(Annotated photo localization data)
---
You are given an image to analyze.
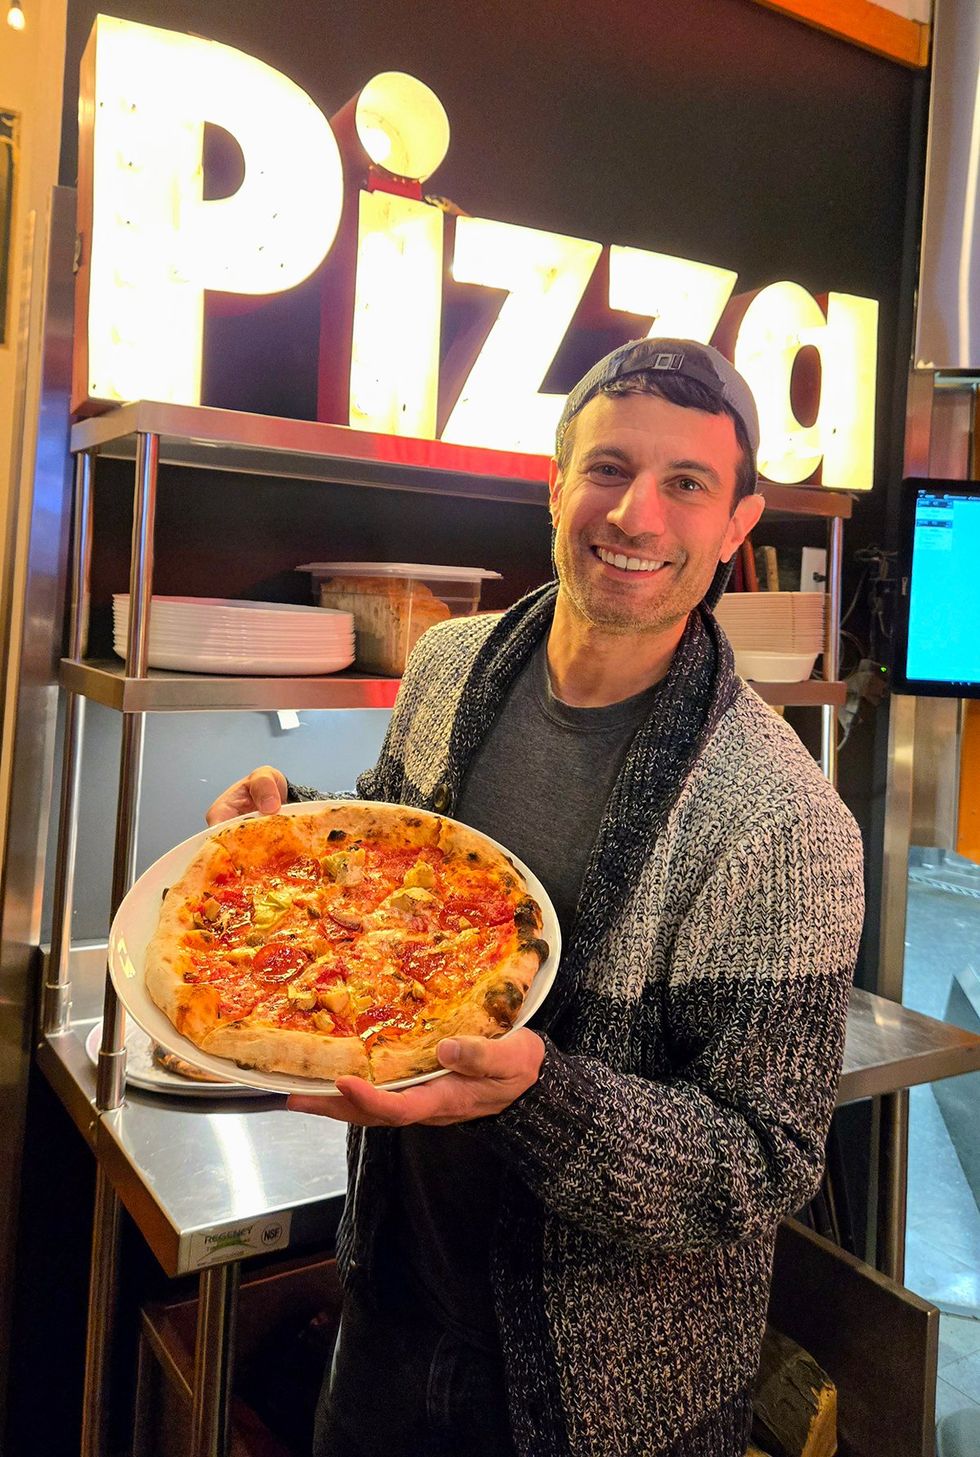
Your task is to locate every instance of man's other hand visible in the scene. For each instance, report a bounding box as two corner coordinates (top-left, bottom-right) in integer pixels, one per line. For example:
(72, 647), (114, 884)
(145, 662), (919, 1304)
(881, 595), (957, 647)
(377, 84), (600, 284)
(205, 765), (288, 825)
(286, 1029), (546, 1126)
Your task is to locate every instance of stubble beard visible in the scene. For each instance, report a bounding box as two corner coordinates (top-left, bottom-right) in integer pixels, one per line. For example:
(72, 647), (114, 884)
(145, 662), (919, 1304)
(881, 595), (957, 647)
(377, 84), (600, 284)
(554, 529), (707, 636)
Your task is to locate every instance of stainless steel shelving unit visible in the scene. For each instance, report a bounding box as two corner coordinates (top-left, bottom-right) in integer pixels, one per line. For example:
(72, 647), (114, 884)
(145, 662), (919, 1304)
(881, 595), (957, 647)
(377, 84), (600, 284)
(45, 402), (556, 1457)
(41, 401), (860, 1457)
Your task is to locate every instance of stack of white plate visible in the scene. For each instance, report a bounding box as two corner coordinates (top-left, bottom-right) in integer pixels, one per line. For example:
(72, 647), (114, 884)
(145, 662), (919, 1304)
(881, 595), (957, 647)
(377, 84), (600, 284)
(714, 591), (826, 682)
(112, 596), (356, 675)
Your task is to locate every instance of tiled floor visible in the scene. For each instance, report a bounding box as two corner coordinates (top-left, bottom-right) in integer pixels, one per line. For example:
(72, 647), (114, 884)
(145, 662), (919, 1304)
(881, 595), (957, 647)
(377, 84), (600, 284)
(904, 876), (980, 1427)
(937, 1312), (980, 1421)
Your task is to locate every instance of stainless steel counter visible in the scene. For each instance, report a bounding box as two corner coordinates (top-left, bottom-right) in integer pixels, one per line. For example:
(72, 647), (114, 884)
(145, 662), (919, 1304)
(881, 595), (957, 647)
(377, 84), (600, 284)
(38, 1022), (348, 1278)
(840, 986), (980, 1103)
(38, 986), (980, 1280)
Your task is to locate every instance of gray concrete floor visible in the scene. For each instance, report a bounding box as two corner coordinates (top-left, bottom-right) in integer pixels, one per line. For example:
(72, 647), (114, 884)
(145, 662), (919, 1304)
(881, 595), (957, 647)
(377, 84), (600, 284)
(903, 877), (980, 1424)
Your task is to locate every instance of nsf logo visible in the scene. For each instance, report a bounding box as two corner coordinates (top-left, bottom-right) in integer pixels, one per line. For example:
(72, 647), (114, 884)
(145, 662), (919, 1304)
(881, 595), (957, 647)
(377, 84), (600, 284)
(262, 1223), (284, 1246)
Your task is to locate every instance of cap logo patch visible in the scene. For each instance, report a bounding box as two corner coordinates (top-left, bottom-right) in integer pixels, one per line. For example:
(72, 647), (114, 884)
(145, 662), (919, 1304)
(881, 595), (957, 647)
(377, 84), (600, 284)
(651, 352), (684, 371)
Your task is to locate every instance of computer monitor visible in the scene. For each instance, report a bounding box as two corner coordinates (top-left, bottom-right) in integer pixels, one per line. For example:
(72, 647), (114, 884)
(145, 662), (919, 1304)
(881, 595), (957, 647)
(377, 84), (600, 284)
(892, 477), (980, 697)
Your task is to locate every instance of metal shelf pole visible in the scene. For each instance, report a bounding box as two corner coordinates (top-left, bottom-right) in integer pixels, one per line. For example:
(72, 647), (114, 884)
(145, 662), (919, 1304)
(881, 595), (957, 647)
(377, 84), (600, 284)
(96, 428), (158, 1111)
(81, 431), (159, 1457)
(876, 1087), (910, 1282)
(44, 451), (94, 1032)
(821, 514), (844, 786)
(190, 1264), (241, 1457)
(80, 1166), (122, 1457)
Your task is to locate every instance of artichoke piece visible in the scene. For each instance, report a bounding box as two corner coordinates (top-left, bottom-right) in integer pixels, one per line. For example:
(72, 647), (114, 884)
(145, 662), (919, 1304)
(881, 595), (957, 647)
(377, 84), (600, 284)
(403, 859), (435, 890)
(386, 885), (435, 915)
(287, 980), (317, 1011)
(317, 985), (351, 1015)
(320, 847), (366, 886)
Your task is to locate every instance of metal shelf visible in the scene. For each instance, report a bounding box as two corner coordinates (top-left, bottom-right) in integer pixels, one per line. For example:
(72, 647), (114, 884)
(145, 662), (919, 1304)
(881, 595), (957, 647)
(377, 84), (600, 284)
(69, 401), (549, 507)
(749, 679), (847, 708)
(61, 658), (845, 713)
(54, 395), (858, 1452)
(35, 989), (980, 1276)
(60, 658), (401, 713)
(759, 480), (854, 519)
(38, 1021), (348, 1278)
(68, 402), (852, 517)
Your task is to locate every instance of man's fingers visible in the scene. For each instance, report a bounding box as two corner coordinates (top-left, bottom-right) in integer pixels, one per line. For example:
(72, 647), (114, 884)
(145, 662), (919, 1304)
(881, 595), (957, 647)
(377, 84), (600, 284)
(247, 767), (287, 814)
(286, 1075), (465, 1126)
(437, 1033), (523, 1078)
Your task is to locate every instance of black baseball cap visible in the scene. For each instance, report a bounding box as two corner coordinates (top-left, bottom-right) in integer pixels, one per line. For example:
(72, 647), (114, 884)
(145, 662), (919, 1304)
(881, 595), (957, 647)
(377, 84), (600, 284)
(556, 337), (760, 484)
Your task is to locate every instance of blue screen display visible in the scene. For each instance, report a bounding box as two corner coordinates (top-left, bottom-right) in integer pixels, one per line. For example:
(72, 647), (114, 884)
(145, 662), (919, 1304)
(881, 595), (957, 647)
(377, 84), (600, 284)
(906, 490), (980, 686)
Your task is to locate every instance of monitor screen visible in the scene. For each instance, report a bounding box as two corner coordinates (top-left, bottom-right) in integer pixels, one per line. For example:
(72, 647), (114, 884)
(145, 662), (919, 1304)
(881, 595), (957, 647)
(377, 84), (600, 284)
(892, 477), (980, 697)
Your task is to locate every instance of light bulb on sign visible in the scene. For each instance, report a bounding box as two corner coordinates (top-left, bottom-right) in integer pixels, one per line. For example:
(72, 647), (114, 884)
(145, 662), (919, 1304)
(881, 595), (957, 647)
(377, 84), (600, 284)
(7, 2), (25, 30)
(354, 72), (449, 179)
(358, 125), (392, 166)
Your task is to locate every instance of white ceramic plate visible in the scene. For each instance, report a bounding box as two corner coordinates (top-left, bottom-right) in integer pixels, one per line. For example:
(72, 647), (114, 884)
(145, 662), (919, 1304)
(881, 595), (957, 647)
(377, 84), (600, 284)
---
▶ _Directions_:
Please output every record above exactly. Leave the pictures out.

▶ _Written solution_:
You are given an image to analyze.
Your task is to locate every instance of man's other hand visible in the scene. For each instance, report a bounding box as two corner coordinates (top-left, bottom-right) in integer pixels, one per line. For example:
(72, 647), (114, 884)
(145, 662), (919, 1304)
(881, 595), (957, 647)
(377, 84), (600, 284)
(205, 765), (288, 825)
(286, 1029), (546, 1126)
Your task is to locate every instance of stubble beard visible in the scene. For each instance, report a bounding box as two corner coordinates (top-left, bottom-right) in integer pixels, one per line. For example:
(72, 647), (114, 884)
(145, 662), (919, 1304)
(881, 595), (957, 647)
(377, 84), (600, 284)
(554, 529), (707, 636)
Your task is to locate every instance of stainless steel shelving unit visible in the scene. For each instance, report a bounding box as two corner coordinates (top-left, bottom-right) in integer pixels, one per line. For example:
(72, 647), (114, 884)
(145, 662), (919, 1304)
(881, 595), (957, 647)
(377, 84), (600, 284)
(45, 402), (556, 1457)
(41, 401), (860, 1457)
Your task is to locate every instance of stack of white plate visible in the scene. For each instance, report a bounding box as two corner coordinates (top-left, bottom-right) in integer pixels, one per line. For example:
(72, 647), (114, 884)
(145, 662), (919, 1304)
(881, 595), (957, 647)
(377, 84), (600, 284)
(714, 591), (826, 682)
(112, 596), (356, 675)
Your task is to locate every instance of tiled floor visible in the scene. For each instance, report a bounding box as two corner coordinates (top-left, bottom-right) in integer pixels, one per line. For example:
(72, 647), (114, 884)
(145, 662), (919, 1304)
(881, 595), (957, 647)
(377, 84), (600, 284)
(904, 876), (980, 1427)
(937, 1312), (980, 1421)
Your task is to locate every instance of stainless steel counter visible in the scene. For each instance, report a bounding box as two corner coordinates (top-left, bottom-right) in integer pixels, one per line. For example:
(72, 647), (114, 884)
(145, 662), (919, 1304)
(881, 595), (957, 647)
(377, 84), (600, 284)
(38, 1022), (348, 1278)
(840, 986), (980, 1103)
(38, 986), (980, 1280)
Your task is to locate every instance of gray concrete floor visible in the scene. For each instance, report a bounding box as two corner coordinates (top-left, bottom-right) in integer pixels, one per line. For example:
(72, 647), (114, 884)
(145, 662), (919, 1304)
(881, 595), (957, 647)
(377, 84), (600, 284)
(903, 877), (980, 1424)
Your task is to locate every instance of nsf logo visible in the scene. For each instance, report a bounding box as two corner coordinates (top-left, bottom-right) in integer pixels, one per line. For example:
(72, 647), (114, 884)
(145, 662), (919, 1304)
(881, 595), (957, 647)
(377, 84), (600, 284)
(262, 1223), (284, 1246)
Your task is to locate every instance of cap logo patch visible in the scene. For each instance, report a bounding box as two corner coordinates (top-left, bottom-right) in integer pixels, one per line. For example:
(72, 647), (114, 884)
(145, 662), (919, 1304)
(881, 595), (957, 647)
(377, 84), (600, 284)
(651, 352), (684, 371)
Your task is to locate every instance of computer monitor visible in the scene. For each instance, report a bounding box as two corner coordinates (top-left, bottom-right) in integer pixels, one per line. For example:
(72, 647), (114, 884)
(145, 662), (919, 1304)
(881, 595), (957, 647)
(377, 84), (600, 284)
(892, 477), (980, 697)
Your task is to locate every instance of metal shelf pole visible in the scene. For each instance, report a bounding box as two corner coordinates (top-left, bottom-right) in integer pixels, one per line. For example:
(72, 647), (114, 884)
(145, 662), (919, 1304)
(881, 595), (957, 647)
(377, 84), (600, 284)
(96, 428), (158, 1111)
(81, 431), (159, 1457)
(876, 1087), (910, 1282)
(44, 451), (94, 1032)
(821, 514), (844, 786)
(190, 1264), (241, 1457)
(80, 1166), (122, 1457)
Your task is to locate every instance of artichoke piece visible in the scene. For each instance, report a bounding box as two corner coordinates (top-left, bottom-right) in integer pixels, one per line. For example:
(72, 647), (114, 884)
(145, 662), (919, 1304)
(881, 595), (957, 647)
(377, 84), (600, 284)
(403, 859), (435, 890)
(386, 885), (435, 915)
(287, 980), (317, 1011)
(317, 985), (351, 1015)
(320, 847), (366, 886)
Your task is to locate every instance of metal shelf visible in the scene. For each instance, report a bounding box as two corner coordinates (top-left, bottom-right) in integer pixels, one per line. For example:
(72, 647), (114, 884)
(145, 662), (919, 1304)
(881, 595), (957, 647)
(377, 84), (600, 284)
(69, 401), (549, 507)
(749, 679), (847, 708)
(61, 658), (845, 713)
(54, 395), (858, 1452)
(35, 989), (980, 1276)
(60, 658), (401, 713)
(759, 480), (854, 519)
(38, 1021), (348, 1278)
(68, 402), (852, 517)
Your task is to locate every instance of man's fingers visible in the scene. For each instance, report a bounding box as two corner coordinates (top-left, bottom-right) in integer pixels, one per line. For example:
(72, 647), (114, 884)
(145, 662), (919, 1304)
(881, 595), (957, 647)
(377, 84), (600, 284)
(247, 767), (287, 814)
(286, 1075), (465, 1126)
(437, 1033), (523, 1078)
Your task is to locate every instance of black baseball cap visible in the scene. For each instance, report a bounding box as two corner coordinates (top-left, bottom-right) in integer pixels, one per line. For example:
(72, 647), (114, 884)
(145, 662), (919, 1304)
(881, 595), (957, 647)
(377, 84), (600, 284)
(556, 337), (760, 484)
Your task is to locate every instance of blue screen display visible in the scene. For each instance, report a bounding box as two corner coordinates (top-left, bottom-right) in integer pixels, one per line. For example:
(72, 647), (114, 884)
(145, 662), (919, 1304)
(881, 595), (957, 647)
(377, 84), (600, 284)
(906, 490), (980, 686)
Your task is to locate every instance of monitor screen visible in the scene. For each instance, report a bounding box as two corner coordinates (top-left, bottom-right) in integer pixels, one per line. For example:
(72, 647), (114, 884)
(145, 662), (919, 1304)
(881, 595), (957, 647)
(377, 84), (600, 284)
(892, 477), (980, 697)
Your task is to locate every instance of light bulb on sign visible in the scene. For each instance, report a bounding box as two corner coordinates (top-left, bottom-right) in integer pixels, one per line. For example:
(72, 647), (114, 884)
(145, 662), (919, 1304)
(881, 595), (957, 647)
(377, 84), (600, 284)
(7, 2), (25, 30)
(354, 72), (449, 179)
(358, 125), (392, 166)
Your task is to locate every instance of white ceramic plate visible in the scene. For each instance, report a bounding box as two corner coordinates (top-left, bottom-right) in integer pixels, one per line. For example:
(72, 647), (114, 884)
(145, 662), (919, 1304)
(881, 595), (957, 647)
(377, 84), (600, 284)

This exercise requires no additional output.